■ **Task**
Lines below that include "please" are the answer; copy each one.

■ **Given entries**
Start of Block

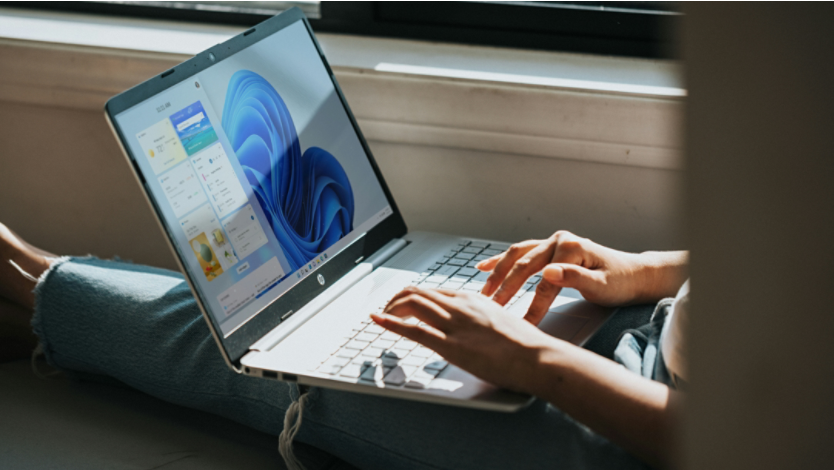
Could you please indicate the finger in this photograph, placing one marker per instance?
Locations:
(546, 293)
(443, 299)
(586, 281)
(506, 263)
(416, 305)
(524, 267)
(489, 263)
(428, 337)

End of Block
Start of Block

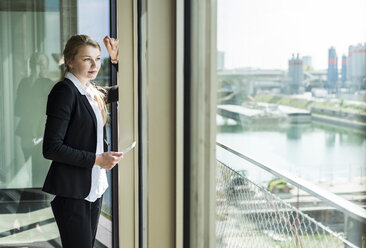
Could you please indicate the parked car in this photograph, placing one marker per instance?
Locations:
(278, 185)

End of Block
Start of Block

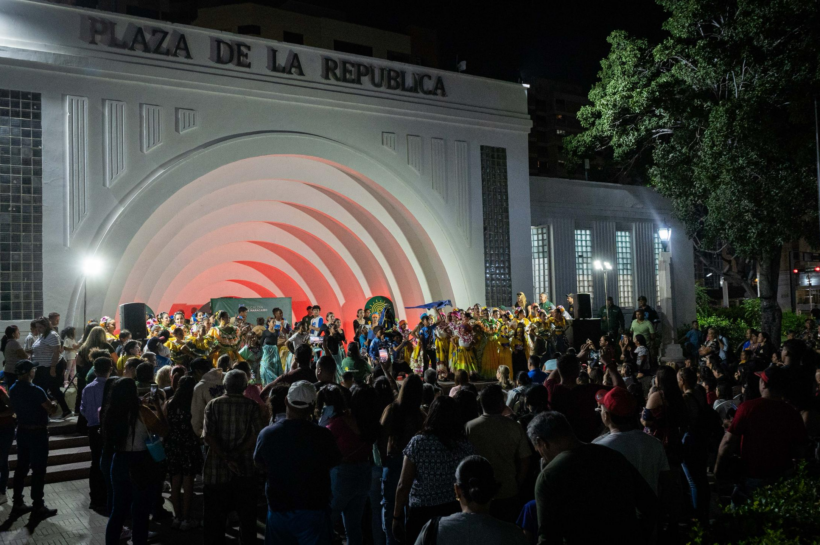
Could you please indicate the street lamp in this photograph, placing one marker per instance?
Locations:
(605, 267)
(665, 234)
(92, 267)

End of Block

■ **Result of this task**
Could you please indicate the finger in this photograph, placing one marker per instance?
Could you please indicate the parked car in this photograph, placing one marker per instance?
Could you please indicate the street lamp in this photograph, placing one marker per instance?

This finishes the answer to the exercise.